* _Exercises_
1. In the comment thread about a police shooting, what two things do officers wear on their belt?
2. Pick up the comment thread about the police shooting and riots after its final comment.

* _Text passage_

This kind of crazy shit is why no one takes the left seriously. You all have no principles, just a lust for power.
I think one of the best indicator of utter fucking stupidity is to call someplace like Reason "left." Do you wear a bib every time you eat? Does the recoil remind of sex?
As for principles, go here......
http://en.wikipedia.org/wiki/Harm_principle
I'm looking at gun/taser confusion. Officers wear both handguns and tasers on their belt. It could be very easy to mix them up if you're rattled. Not that that could excuse this. It's still Manslaughter at the very least.
Watching the reaction when he shot Grant, I can almost hear the other officers saying "What the f**k did you do that for?"
Silly rabbit, transparency is for government.
I know that riots aren't exactly logical things, but wouldn't it have made more sense to protest at the BART stations, confronting BART officials? The people who own and work in the Braiding shop or the Electronics store aren't setting public policy.
That said, I'm sure the smash and grab segment of the crowd doesn't give a fuck about police injustice, they're using the crowd to smash and grab.
I really wish those rioting would stop directing their anger at cars and buildings and start directing their anger at the COPS themselves as they are the ones who deserve it!
JT
http://www.privacy-tools.at.tc
I know that riots aren't exactly logical things, but wouldn't it have made more sense to protest at the BART stations, confronting BART officials? The people who own and work in the Braiding shop or the Electronics store aren't setting public policy.

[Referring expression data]
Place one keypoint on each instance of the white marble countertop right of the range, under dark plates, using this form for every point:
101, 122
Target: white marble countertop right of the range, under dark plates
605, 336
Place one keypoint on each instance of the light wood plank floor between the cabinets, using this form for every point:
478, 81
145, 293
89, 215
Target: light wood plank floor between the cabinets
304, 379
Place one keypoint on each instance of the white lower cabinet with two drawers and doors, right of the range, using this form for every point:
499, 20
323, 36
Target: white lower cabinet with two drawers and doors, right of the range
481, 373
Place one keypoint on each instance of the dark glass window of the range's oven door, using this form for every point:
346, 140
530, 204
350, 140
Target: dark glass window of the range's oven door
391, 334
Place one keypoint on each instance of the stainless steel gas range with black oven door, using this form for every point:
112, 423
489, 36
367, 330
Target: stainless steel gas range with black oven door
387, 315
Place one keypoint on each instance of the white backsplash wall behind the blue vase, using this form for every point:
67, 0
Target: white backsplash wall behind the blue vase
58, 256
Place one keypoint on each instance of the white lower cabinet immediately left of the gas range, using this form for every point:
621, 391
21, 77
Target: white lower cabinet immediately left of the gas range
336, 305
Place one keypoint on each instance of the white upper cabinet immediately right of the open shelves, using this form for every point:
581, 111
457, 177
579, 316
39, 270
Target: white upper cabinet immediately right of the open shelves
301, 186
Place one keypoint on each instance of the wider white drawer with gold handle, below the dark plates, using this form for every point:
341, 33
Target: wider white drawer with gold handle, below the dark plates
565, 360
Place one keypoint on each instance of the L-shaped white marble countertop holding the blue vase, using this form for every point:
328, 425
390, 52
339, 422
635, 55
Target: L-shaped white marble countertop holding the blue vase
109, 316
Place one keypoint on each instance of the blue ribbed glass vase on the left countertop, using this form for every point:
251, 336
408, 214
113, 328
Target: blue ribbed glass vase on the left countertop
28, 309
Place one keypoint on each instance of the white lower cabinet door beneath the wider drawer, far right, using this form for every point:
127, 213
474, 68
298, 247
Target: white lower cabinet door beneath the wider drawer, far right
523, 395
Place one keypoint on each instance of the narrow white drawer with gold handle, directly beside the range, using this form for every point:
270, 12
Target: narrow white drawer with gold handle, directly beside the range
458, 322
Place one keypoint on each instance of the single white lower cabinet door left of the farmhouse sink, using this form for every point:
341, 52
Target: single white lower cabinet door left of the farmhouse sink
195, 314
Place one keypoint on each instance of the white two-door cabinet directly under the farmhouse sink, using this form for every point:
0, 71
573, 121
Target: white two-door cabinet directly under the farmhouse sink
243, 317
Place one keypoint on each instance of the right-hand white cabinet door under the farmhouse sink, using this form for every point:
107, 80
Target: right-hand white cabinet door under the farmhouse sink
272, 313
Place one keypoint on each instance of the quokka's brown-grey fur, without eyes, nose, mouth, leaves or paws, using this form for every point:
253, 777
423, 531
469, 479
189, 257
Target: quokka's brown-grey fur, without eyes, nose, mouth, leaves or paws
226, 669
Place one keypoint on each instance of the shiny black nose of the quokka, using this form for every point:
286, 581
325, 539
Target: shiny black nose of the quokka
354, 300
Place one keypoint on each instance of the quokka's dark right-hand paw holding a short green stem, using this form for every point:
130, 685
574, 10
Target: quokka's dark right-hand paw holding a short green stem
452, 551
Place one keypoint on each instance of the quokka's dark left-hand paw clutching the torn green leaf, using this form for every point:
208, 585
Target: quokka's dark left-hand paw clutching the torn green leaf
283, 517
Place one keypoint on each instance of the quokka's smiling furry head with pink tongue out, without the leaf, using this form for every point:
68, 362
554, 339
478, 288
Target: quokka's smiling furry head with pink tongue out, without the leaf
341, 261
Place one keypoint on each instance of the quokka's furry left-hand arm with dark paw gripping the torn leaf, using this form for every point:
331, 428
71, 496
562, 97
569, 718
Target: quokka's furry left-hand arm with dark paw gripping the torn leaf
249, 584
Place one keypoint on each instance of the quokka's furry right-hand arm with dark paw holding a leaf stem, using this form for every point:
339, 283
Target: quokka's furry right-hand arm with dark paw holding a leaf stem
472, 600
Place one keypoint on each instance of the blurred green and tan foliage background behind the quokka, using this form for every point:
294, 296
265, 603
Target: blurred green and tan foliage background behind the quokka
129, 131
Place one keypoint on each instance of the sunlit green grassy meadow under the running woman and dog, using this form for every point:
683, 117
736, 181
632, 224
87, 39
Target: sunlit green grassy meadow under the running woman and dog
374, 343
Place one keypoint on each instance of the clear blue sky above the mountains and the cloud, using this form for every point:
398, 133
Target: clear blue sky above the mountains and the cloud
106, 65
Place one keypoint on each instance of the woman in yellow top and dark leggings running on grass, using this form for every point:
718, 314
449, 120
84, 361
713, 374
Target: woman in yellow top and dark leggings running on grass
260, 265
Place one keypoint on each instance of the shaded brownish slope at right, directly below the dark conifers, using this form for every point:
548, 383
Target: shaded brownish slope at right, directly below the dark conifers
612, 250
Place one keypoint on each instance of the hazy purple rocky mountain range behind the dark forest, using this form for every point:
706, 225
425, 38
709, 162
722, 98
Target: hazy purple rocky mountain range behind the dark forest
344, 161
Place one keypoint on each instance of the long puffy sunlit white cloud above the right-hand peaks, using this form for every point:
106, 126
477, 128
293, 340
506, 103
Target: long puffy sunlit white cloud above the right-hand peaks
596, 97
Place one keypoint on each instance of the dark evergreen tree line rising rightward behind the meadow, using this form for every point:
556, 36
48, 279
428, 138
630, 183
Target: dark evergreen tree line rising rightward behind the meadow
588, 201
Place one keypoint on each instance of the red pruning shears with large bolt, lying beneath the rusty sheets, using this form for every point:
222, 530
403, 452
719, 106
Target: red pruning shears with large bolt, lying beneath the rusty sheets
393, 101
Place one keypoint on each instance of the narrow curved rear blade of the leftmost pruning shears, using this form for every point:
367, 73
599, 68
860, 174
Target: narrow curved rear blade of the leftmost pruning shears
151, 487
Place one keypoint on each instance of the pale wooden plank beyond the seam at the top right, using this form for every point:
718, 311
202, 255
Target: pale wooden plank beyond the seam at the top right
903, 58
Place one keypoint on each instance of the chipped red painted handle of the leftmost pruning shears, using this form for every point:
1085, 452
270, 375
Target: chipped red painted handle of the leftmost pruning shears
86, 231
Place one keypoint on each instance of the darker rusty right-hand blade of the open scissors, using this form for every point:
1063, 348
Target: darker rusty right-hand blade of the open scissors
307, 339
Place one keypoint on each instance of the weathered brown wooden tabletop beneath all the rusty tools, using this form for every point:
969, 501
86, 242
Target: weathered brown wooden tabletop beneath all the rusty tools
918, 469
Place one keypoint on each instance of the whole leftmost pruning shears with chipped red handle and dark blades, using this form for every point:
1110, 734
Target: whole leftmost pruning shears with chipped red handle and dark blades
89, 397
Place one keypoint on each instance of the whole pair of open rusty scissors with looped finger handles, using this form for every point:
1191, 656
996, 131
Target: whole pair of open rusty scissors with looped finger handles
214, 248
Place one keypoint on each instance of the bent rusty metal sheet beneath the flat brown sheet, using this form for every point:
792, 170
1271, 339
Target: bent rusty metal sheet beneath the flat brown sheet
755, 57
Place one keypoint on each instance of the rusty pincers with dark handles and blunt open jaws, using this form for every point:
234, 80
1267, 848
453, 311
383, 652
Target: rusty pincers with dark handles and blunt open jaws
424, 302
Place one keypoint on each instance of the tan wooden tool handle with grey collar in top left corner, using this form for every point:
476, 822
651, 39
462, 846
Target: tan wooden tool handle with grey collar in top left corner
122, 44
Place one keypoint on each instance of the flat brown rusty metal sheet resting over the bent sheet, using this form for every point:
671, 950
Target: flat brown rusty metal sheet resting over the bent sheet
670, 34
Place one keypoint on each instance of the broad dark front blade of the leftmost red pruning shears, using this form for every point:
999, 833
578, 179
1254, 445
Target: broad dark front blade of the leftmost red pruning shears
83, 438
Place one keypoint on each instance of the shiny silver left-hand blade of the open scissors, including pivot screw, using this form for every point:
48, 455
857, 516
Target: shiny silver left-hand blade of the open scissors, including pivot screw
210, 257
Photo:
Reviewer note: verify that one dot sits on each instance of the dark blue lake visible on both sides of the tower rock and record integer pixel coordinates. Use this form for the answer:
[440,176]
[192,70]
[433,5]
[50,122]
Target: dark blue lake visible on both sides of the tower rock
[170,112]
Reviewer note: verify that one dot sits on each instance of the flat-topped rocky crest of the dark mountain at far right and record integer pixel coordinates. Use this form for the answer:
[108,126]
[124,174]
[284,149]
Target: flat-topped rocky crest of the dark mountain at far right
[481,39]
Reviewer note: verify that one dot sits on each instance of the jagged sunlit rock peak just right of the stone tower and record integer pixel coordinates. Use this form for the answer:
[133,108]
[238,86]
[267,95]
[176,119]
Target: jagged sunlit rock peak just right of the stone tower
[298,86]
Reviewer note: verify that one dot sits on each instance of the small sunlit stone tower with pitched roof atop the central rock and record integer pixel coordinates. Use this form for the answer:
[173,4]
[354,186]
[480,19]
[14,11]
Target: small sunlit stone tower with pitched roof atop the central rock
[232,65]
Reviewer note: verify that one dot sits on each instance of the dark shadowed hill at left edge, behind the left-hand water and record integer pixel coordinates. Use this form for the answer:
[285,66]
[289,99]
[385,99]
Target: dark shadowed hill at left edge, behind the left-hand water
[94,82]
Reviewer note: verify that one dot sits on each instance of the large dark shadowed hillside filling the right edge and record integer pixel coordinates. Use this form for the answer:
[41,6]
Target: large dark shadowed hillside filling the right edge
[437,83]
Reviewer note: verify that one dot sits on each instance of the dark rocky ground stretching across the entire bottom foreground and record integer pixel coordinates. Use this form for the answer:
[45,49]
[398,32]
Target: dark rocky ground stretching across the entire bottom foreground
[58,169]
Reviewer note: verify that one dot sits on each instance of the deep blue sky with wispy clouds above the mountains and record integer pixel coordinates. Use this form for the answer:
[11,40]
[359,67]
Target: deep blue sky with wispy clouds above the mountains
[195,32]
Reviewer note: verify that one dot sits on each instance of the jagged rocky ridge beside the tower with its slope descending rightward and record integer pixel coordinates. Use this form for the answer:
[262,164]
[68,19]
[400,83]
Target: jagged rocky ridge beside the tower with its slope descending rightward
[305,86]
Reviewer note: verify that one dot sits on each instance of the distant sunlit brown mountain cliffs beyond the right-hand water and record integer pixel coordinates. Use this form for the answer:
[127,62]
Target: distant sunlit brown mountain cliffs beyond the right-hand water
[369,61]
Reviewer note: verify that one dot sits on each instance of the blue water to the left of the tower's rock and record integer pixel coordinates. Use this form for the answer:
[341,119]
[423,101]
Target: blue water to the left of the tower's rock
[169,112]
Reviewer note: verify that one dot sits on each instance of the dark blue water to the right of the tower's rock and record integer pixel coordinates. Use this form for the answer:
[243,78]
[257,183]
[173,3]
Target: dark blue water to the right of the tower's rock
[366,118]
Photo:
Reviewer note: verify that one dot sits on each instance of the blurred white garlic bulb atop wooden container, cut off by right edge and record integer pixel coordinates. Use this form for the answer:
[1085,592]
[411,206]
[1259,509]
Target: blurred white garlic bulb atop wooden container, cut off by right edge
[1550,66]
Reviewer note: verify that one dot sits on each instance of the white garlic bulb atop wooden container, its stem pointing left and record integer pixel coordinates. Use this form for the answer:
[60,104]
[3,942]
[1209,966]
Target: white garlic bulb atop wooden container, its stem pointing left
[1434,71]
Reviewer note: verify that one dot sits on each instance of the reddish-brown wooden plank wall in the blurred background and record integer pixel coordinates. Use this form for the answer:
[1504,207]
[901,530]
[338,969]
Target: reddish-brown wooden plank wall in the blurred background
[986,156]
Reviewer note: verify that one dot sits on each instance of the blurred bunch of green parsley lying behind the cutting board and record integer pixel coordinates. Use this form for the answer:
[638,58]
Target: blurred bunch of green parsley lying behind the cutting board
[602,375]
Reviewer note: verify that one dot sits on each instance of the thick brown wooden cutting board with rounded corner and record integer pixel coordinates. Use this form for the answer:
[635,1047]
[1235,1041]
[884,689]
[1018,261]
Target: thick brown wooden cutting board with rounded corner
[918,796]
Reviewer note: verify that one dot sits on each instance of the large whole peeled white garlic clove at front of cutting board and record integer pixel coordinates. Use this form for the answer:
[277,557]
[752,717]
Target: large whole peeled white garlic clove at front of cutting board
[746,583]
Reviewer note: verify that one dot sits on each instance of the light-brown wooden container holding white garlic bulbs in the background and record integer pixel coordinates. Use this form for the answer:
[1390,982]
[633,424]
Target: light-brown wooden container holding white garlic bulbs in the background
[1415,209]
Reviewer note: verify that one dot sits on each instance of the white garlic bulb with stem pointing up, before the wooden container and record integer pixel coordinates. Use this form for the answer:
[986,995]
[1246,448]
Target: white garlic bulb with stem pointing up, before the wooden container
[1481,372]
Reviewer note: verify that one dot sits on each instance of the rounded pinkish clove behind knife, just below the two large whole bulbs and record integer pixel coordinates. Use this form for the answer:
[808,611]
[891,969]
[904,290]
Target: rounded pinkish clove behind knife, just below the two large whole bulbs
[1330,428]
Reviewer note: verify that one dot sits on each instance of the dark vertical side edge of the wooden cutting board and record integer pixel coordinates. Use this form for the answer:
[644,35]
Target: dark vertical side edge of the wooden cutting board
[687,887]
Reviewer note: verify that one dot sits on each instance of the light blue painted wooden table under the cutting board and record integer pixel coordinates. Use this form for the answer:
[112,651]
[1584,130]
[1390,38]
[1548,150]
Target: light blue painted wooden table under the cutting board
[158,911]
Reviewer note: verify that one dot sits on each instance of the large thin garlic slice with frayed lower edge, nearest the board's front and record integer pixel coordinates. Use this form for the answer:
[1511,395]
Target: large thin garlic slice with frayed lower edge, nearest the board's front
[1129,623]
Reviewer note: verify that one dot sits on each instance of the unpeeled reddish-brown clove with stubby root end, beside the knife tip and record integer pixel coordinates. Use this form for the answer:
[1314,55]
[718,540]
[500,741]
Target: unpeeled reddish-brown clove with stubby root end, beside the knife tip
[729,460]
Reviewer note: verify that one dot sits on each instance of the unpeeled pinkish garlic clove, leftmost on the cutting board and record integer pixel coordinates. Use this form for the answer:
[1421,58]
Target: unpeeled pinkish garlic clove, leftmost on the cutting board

* _Solved problems_
1. Handguns and tasers.

2.
According to joe's summation above, that's exactly what they were doing. The main crowd of protestors smashed a cop car. Another band of politically motivated parasites smashed the businesses.
And this "taser excuse" is the stupidest thing I have ever read. You're telling me that not only did a police officer mistake a loaded gun with a taser (which do not weigh anywhere close to each other), but proceeded to place it against the suspect's back, look at it, then fire the weapon? As a mistake?
Please. That is an incredible leap of logic.
Not to mention, there's no need to taser an already subdued person. It scares me that Dave W brought that up, and that I agree with him.
According to joe's summation above, that's exactly what they were doing. The main crowd of protestors smashed a cop car. Another band of politically motivated parasites smashed the businesses.
Yes, I see that. I hadn't read through the 200+ comments when I'd posted.
Hey, wait a second.
I had to read this article a couple of times to be sure, but am I the only one who thinks that the "outrage" Moynihan refers to in the final line is directed at the rioters, and not at the BART police or at the power structure's shockingly nonchalant response to this event?
[Insert libertarian disclaimer about the sanctity of private property here], but I do have to note one thing: Before there were riots, this story was a page 10 story nationwide. After the riots it was a page 1 story. From this I conclude that it's not unreasonable for people in Oakland to believe that if they riot, the rest of the country will know about the injustice they're angry about, and if they don't riot no one will give a shit.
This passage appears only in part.